- [Work task]: Below are the records. Gather each line that holds "broken".

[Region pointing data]

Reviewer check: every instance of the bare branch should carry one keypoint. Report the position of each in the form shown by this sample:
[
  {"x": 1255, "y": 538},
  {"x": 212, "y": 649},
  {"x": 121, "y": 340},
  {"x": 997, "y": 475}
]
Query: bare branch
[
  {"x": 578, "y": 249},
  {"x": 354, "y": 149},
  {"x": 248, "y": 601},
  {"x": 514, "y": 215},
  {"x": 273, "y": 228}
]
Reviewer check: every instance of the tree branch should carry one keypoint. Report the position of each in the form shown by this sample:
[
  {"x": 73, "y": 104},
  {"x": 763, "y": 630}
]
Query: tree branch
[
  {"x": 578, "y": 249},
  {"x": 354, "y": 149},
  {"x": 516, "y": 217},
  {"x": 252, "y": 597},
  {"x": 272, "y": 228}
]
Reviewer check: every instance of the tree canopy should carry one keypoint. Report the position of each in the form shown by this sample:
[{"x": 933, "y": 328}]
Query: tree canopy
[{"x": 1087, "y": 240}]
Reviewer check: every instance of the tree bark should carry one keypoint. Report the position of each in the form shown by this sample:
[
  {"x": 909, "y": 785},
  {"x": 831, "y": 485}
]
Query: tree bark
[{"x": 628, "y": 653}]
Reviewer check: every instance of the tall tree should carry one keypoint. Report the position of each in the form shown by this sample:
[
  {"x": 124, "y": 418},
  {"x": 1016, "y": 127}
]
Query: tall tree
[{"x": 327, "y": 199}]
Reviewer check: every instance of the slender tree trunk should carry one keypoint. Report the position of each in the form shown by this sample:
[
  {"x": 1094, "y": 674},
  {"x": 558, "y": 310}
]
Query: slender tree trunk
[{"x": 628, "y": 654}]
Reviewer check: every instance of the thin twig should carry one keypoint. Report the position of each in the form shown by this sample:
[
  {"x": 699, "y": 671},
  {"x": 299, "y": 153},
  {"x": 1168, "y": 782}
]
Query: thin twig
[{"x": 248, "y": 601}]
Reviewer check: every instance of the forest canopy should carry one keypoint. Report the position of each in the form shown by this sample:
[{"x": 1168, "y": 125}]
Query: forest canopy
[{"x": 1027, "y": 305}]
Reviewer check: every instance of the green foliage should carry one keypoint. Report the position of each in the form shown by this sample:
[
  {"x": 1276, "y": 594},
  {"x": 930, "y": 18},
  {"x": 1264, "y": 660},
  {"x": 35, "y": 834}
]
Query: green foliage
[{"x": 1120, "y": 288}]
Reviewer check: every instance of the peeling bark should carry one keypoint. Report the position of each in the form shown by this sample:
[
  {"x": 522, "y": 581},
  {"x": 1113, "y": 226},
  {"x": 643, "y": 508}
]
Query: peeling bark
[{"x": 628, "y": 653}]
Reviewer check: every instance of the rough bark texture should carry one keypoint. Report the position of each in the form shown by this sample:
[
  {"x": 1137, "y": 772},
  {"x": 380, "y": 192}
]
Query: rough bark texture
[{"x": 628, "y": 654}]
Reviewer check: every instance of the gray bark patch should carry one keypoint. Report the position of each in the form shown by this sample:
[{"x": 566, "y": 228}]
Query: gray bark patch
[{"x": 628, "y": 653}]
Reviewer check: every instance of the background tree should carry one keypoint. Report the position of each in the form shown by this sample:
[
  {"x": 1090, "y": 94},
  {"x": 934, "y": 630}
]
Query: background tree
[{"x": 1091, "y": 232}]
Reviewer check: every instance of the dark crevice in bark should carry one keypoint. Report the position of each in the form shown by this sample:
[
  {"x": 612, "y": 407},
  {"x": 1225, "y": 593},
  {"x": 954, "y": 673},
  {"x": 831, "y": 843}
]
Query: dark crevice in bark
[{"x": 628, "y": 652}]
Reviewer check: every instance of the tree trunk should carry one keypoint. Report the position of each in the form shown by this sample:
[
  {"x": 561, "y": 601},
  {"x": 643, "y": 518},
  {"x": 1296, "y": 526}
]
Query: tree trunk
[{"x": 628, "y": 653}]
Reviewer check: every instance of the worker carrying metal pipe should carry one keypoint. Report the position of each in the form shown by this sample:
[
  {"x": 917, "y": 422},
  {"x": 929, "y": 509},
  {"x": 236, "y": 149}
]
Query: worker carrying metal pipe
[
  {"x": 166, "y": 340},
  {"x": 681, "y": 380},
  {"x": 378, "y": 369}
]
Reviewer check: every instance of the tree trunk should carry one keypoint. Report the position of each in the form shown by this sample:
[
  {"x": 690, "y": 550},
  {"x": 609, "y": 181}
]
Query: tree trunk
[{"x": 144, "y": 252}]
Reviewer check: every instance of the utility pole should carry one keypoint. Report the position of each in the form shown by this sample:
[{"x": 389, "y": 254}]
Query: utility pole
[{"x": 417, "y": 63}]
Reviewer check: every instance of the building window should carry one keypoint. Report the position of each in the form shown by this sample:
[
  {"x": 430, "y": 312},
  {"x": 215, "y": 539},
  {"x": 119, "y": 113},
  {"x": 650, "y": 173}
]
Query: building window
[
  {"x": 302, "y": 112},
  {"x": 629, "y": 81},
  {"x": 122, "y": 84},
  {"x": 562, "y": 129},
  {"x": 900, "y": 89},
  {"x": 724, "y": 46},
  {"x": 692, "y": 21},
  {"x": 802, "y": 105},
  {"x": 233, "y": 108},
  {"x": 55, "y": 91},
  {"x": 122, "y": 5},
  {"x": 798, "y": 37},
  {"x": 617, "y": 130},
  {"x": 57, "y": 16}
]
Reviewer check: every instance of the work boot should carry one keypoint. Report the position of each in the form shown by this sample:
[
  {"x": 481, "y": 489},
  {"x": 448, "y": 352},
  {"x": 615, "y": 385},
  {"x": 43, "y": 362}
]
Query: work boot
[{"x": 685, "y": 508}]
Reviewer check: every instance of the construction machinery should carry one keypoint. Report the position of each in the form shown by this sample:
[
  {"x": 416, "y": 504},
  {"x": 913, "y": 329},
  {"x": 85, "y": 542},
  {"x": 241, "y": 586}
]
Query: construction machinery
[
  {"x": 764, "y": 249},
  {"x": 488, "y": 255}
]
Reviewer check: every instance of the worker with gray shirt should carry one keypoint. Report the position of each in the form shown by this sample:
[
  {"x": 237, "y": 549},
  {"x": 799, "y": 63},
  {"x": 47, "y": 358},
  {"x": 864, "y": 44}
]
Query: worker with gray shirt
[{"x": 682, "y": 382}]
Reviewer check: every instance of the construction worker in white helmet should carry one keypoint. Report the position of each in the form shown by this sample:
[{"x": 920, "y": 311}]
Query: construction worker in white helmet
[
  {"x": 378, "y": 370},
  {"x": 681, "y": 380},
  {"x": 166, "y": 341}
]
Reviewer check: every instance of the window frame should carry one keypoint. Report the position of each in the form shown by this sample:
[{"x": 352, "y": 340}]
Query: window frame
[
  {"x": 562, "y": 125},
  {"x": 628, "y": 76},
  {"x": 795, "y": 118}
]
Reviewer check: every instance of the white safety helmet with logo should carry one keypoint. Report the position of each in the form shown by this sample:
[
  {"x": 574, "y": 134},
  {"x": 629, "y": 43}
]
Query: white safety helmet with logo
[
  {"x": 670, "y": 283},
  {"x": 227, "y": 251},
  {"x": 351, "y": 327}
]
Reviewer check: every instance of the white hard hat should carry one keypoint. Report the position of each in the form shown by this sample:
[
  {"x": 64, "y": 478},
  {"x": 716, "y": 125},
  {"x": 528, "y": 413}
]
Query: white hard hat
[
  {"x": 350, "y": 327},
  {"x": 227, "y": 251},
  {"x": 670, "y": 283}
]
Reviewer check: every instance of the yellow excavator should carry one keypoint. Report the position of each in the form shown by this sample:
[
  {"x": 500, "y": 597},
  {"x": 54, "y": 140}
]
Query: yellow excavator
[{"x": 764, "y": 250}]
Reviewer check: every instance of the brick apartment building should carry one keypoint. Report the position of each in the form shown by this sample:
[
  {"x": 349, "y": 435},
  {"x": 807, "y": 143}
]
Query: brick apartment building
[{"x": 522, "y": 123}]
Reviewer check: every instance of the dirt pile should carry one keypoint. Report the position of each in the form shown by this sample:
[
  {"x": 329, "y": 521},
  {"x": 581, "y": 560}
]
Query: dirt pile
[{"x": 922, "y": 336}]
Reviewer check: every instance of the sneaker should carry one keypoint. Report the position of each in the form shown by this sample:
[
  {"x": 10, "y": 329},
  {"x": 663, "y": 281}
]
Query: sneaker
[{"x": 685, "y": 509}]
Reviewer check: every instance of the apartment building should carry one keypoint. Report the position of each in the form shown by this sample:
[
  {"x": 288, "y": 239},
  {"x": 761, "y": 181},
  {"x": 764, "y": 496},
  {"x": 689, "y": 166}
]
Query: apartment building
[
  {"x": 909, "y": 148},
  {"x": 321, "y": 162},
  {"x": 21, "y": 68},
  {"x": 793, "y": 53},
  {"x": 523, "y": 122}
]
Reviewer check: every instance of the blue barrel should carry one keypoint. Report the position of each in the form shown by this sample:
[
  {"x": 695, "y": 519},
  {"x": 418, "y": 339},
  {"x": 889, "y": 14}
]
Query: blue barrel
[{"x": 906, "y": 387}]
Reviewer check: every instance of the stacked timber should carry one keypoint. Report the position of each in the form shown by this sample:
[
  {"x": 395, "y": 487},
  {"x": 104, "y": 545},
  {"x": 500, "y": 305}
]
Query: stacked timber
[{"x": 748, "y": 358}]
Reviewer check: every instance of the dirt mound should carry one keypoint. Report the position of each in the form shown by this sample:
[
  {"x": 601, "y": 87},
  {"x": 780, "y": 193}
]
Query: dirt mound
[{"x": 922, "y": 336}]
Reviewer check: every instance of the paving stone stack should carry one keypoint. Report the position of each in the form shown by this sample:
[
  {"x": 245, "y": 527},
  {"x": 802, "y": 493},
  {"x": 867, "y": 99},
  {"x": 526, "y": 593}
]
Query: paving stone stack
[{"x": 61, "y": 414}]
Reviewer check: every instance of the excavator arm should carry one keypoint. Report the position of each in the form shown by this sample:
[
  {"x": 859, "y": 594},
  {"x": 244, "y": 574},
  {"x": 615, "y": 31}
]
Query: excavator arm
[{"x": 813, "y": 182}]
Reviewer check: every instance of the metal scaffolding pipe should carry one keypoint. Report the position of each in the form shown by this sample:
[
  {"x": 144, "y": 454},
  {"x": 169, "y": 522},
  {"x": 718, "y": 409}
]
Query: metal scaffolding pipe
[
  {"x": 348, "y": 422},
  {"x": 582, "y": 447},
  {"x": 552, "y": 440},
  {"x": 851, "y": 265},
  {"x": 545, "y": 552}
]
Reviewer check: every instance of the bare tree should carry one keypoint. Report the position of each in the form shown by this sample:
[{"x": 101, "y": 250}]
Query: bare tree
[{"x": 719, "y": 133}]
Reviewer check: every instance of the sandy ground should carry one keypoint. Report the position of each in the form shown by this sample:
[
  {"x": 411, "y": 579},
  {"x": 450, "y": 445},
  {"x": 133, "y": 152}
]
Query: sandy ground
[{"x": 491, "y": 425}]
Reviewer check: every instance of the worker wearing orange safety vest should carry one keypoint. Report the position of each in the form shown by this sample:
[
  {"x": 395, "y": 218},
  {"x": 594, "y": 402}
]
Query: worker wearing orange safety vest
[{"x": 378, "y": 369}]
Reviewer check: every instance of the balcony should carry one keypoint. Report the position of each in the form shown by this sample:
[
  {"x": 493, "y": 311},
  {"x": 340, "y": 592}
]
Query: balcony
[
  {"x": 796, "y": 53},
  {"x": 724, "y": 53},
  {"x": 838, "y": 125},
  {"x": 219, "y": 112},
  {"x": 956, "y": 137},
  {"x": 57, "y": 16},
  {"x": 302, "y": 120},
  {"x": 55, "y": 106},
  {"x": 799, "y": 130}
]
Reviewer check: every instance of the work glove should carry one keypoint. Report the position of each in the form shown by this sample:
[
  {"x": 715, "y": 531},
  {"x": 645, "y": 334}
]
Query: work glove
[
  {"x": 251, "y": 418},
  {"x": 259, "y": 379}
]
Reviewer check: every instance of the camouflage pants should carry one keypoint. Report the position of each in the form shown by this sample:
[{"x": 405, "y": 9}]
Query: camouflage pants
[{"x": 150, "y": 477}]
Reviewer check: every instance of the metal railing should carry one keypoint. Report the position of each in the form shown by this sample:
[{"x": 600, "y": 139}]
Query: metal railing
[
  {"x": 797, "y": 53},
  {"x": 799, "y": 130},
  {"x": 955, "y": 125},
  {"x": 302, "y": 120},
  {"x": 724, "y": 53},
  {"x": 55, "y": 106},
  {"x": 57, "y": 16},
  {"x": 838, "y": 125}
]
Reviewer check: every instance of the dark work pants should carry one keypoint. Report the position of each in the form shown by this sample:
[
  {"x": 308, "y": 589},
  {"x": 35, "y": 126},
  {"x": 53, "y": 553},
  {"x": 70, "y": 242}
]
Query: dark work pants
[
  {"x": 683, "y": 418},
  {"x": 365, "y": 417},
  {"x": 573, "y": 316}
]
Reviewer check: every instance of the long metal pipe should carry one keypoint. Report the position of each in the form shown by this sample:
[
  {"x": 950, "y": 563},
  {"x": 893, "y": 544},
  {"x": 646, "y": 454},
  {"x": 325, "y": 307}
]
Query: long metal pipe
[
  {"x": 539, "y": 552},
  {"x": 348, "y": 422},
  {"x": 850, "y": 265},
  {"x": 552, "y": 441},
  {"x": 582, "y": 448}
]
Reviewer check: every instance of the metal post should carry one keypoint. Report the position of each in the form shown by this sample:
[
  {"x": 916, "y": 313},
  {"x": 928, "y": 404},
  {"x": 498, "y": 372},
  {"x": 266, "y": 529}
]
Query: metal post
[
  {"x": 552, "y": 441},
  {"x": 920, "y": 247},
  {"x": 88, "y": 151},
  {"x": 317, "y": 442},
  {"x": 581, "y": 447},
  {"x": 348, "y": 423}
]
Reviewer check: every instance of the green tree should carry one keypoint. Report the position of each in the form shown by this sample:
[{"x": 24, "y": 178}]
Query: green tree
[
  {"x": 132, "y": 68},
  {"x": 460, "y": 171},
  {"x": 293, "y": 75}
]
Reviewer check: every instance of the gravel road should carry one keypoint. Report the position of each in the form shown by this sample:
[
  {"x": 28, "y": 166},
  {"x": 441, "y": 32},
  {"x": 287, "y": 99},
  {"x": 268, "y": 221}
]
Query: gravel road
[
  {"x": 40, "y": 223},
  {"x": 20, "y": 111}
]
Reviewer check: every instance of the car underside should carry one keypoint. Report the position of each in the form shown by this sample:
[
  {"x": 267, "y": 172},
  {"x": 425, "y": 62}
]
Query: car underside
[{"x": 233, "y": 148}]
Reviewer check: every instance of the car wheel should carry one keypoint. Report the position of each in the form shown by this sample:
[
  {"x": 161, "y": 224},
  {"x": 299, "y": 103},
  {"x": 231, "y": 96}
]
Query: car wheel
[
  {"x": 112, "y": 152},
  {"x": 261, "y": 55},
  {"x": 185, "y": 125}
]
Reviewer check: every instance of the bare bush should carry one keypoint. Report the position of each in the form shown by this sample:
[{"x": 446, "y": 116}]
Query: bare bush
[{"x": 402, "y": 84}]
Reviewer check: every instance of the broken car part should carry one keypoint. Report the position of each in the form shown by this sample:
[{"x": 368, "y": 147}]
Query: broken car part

- [Answer]:
Reviewer check: every instance of the broken car part should carry one keypoint. Report the position of each in the form shown by this sample:
Query: broken car part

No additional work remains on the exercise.